Qué harás: Cuenta las líneas de abajo que contienen la cadena "long". Responde únicamente con el número.

Registros de un conjunto de datos de anotación:

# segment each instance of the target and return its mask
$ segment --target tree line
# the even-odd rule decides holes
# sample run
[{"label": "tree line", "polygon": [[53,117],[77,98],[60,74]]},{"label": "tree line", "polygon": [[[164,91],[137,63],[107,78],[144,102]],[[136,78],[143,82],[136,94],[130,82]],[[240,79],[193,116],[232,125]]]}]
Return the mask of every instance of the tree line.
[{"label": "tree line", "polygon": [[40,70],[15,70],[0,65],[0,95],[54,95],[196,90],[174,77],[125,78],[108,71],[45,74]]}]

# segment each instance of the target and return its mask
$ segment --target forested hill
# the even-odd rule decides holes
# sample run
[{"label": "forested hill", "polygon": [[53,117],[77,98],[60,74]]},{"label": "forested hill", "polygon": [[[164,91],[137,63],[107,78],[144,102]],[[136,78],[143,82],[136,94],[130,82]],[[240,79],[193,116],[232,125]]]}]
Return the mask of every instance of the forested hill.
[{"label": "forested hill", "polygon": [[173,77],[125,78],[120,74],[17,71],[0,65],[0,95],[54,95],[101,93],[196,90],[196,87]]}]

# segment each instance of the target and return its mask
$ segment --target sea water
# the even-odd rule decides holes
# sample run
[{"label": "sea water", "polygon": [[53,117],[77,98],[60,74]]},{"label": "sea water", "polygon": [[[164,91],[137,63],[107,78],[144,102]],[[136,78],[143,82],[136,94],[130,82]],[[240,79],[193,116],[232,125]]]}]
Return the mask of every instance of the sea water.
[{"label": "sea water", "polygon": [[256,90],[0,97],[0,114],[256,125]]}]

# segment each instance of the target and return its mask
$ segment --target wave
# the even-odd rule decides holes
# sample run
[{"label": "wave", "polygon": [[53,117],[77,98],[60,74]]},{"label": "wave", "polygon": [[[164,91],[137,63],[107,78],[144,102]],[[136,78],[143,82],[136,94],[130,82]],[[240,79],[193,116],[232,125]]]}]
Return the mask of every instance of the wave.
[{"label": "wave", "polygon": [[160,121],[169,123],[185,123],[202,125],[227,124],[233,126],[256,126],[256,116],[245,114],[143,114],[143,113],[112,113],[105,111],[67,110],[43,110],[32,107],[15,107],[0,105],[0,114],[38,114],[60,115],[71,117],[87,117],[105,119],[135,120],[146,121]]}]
* * *
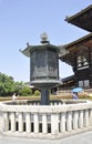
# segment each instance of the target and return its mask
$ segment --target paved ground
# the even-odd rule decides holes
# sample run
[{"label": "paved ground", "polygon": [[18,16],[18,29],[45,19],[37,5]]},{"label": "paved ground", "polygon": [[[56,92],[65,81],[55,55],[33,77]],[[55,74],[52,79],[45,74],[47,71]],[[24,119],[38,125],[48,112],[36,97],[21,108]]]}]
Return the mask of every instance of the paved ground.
...
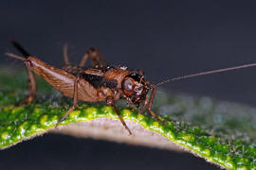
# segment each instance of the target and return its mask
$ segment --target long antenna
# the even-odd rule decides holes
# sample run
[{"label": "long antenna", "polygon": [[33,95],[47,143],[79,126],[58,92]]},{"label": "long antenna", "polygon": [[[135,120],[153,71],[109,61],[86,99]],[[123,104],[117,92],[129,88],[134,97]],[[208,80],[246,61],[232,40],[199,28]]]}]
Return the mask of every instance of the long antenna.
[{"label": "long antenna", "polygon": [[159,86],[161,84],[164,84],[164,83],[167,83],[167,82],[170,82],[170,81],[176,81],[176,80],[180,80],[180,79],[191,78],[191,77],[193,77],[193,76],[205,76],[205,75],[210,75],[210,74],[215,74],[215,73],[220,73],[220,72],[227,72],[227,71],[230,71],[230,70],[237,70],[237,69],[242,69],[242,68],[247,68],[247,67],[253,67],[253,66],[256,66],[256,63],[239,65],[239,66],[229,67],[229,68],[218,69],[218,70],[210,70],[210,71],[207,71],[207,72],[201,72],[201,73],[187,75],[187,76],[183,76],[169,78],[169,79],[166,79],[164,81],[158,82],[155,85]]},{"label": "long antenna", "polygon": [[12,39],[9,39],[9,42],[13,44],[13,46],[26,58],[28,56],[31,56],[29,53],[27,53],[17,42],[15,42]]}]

Solución a continuación: 4